#### Task goal
Output all of the data below exactly as given.

#### Task inputs
|---|

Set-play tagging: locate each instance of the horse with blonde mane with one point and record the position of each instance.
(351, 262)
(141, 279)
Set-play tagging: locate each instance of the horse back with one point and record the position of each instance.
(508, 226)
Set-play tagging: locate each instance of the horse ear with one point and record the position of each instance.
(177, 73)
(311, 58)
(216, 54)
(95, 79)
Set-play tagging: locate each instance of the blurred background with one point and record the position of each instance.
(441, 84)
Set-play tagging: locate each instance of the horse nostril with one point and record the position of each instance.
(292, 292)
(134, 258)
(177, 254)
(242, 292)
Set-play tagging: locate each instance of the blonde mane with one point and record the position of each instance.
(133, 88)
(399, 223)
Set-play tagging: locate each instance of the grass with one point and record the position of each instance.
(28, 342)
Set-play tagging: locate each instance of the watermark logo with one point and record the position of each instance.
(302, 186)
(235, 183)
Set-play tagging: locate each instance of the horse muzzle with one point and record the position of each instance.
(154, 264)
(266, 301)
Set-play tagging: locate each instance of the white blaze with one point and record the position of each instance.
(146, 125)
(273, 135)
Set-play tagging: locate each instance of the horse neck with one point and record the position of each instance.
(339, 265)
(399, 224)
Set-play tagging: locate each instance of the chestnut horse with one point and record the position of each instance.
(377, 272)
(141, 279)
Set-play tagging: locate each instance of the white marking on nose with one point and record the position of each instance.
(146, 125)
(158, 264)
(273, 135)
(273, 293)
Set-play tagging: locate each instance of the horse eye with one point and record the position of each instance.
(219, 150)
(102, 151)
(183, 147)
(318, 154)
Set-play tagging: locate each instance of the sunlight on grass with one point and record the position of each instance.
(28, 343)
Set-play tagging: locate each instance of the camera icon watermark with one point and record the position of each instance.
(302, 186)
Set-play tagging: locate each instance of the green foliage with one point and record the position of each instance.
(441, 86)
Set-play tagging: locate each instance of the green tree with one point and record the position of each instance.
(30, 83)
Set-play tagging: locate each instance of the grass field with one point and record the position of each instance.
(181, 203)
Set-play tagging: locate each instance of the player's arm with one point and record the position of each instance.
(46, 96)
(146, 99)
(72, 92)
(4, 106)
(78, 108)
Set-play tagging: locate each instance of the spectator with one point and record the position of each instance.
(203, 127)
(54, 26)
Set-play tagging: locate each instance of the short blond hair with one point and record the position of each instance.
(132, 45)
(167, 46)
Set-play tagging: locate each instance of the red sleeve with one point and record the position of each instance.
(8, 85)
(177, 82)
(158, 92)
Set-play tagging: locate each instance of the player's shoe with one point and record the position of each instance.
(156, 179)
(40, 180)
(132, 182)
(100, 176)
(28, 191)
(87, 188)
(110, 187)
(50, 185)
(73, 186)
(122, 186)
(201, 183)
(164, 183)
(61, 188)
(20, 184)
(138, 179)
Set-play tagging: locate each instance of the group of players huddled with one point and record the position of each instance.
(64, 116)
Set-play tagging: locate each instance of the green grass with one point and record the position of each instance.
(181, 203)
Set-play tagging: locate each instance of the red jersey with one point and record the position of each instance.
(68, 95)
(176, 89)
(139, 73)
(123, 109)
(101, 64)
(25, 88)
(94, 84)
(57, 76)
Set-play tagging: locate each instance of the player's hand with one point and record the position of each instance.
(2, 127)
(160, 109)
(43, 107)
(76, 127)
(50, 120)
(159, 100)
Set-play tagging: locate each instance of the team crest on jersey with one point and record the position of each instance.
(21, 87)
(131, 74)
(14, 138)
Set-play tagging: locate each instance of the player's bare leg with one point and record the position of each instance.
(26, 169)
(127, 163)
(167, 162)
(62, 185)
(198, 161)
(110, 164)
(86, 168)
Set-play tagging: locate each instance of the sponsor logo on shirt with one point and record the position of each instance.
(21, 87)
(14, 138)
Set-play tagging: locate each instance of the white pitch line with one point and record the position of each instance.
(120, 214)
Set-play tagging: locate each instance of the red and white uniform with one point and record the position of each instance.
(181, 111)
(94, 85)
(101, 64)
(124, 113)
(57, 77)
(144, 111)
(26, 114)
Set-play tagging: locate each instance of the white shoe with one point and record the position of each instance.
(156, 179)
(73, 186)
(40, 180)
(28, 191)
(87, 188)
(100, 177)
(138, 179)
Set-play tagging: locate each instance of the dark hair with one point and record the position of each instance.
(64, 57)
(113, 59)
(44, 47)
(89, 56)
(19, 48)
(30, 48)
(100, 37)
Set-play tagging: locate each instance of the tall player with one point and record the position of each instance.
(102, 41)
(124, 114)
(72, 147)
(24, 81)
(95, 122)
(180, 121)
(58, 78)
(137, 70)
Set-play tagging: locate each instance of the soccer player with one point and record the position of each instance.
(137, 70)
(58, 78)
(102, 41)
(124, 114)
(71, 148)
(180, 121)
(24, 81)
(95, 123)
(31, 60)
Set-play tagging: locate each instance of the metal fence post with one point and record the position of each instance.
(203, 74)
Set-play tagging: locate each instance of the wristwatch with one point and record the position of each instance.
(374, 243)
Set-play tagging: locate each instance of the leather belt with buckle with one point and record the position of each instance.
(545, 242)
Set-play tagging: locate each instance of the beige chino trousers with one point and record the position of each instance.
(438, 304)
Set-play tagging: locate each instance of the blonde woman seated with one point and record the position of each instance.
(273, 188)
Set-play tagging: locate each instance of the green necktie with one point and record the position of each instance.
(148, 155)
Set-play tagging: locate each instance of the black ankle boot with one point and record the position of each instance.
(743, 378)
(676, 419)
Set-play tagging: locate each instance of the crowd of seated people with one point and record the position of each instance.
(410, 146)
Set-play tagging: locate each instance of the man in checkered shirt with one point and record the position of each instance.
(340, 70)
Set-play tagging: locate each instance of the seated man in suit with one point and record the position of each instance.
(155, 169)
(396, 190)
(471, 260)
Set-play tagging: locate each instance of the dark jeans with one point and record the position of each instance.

|---|

#### Solved problem
Set-play tagging: locate each instance of the horse with blonde mane with one point and record the position of each instance.
(351, 262)
(141, 279)
Set-play tagging: locate each instance of the horse back with one point and record the position of each instance.
(508, 226)
Set-play tagging: locate each instance of the horse ear with one point and record the position of each instance.
(177, 73)
(311, 58)
(216, 54)
(95, 79)
Set-play tagging: locate each instance of the blurred background with one point and record the position of each instance.
(441, 84)
Set-play tagging: locate each instance of the horse nostril with one point and record the position of each instance.
(292, 292)
(134, 258)
(177, 254)
(242, 292)
Set-play tagging: locate each instance of the blonde mane with one point and record the position of each instance.
(133, 88)
(399, 223)
Set-play tagging: locate each instance of the grass with one point and record the position of each instance.
(28, 342)
Set-play tagging: locate each instance of the watermark logo with one point and record the position of each instance.
(302, 186)
(235, 183)
Set-play tagging: locate each instance of the horse muzzle with one point and record the position of each instance.
(154, 264)
(266, 301)
Set-play tagging: locate each instance of the white blaze with one point and record the position of each instance.
(146, 125)
(273, 135)
Set-play tagging: locate each instance of the horse neck with one point and record the position of each instance.
(339, 265)
(399, 224)
Set-play tagging: locate each instance of the chestnut horse with one point and record the position of each instance.
(377, 272)
(141, 279)
Set-play tagging: locate each instance of the white marking on nose with one point and record the position of each instance.
(146, 125)
(158, 264)
(273, 135)
(273, 293)
Set-play tagging: locate each instance of the horse eye with one point and record the position of each instance.
(219, 150)
(102, 151)
(183, 147)
(318, 154)
Set-play tagging: locate each instance of the sunlight on grass with one point and record the position of each instance.
(28, 343)
Set-play tagging: locate each instance of the camera icon watermark with one point and record the position of each instance.
(302, 186)
Set-play tagging: locate each instance of the green foliage with one point and record the position of each instance.
(441, 86)
Set-play tagging: locate each instance of the green tree with one point and record the position of each instance.
(30, 83)
Set-play tagging: locate each instance of the grass field with one point and record the position of each instance.
(181, 203)
Set-play tagging: locate each instance of the player's arm with one point and record the position of each instance.
(46, 96)
(146, 99)
(72, 92)
(4, 106)
(78, 108)
Set-play tagging: locate each instance of the spectator with one point and record the position of each instance.
(203, 127)
(54, 26)
Set-play tagging: locate each instance of the short blond hair with one point and record the position of each instance.
(132, 45)
(167, 46)
Set-play tagging: locate each instance of the red sleeve with one point and record the position of each instance.
(8, 85)
(177, 82)
(158, 92)
Set-play tagging: locate each instance of the player's shoe with one point and record the position of each instance.
(156, 179)
(40, 180)
(132, 182)
(100, 176)
(28, 191)
(87, 188)
(110, 187)
(50, 185)
(73, 186)
(122, 186)
(201, 183)
(164, 183)
(61, 188)
(20, 184)
(138, 179)
Set-play tagging: locate each instance of the group of players huddled with one point and record the position of each instance.
(64, 116)
Set-play tagging: locate each instance of the green grass with one point and record the position of each instance.
(181, 203)
Set-play tagging: locate each instance of the red jersey with one point and record the position of each instance.
(68, 95)
(176, 89)
(139, 73)
(123, 109)
(101, 64)
(25, 88)
(94, 84)
(57, 76)
Set-play tagging: locate each instance of the player's hand with one point and record the position of each instance.
(2, 127)
(160, 109)
(43, 107)
(76, 127)
(50, 120)
(159, 100)
Set-play tagging: locate each instance of the team crest on jersey with one point and record the position of each instance.
(21, 87)
(131, 74)
(14, 138)
Set-play tagging: locate each instance of the player's bare leg with one point and record the position of each instance.
(26, 169)
(127, 163)
(167, 162)
(62, 185)
(198, 161)
(110, 164)
(86, 168)
Set-play tagging: locate each instance of the sponsor logo on shirt with one point and record the position of each instance.
(21, 87)
(14, 138)
Set-play tagging: locate each instance of the white pitch line with one point and record the position of each instance.
(120, 214)
Set-play tagging: locate each instance of the red and white uniform with one point and record the position of each instance.
(181, 111)
(94, 85)
(101, 64)
(124, 113)
(57, 77)
(144, 111)
(26, 114)
Set-play tagging: locate each instance of the white shoe with one point and record the position of each instance.
(156, 179)
(73, 186)
(40, 180)
(28, 191)
(87, 188)
(100, 177)
(138, 179)
Set-play tagging: locate each instance of the dark hair with one point and record the position of each instance.
(64, 57)
(113, 59)
(44, 47)
(89, 56)
(19, 48)
(30, 48)
(100, 37)
Set-play tagging: locate each instance of the tall player with one point and record the position of each instance.
(102, 41)
(124, 114)
(72, 147)
(24, 81)
(95, 122)
(180, 121)
(58, 78)
(137, 70)
Set-play tagging: locate each instance of the soccer player with one point and record the position of each instance.
(137, 70)
(58, 78)
(102, 41)
(124, 114)
(71, 148)
(180, 121)
(24, 81)
(95, 123)
(31, 60)
Set-play tagging: locate each instance of the metal fence post with one point and record the position of each instance.
(203, 74)
Set-play tagging: locate each instance of the wristwatch with one point and record the position of each instance.
(374, 243)
Set-play tagging: locate each instance of the leather belt with buckle with one point and record the position of each instance.
(545, 242)
Set-play tagging: locate each instance of the beige chino trousers with one point and record the position of each instance.
(438, 304)
Set-play tagging: locate each instance of the blonde woman seated with one point and record the position of each instance.
(273, 188)
Set-play tagging: locate each instance of the green necktie with one point and record the position of each instance.
(148, 155)
Set-play tagging: locate each instance of the black ankle boot with one point and record the position of each instance.
(743, 378)
(676, 419)
Set-play tagging: locate each instance of the crowd of seated people with one point and record the position of each instance.
(410, 146)
Set-play tagging: locate each instance of the man in checkered shirt with one point and record the position of each instance.
(340, 70)
Set-play tagging: locate each instance of the seated man in suit with one point and record the position of each instance.
(155, 169)
(396, 190)
(471, 260)
Set-play tagging: locate each instance of the dark jeans with one point and record the position of each instance.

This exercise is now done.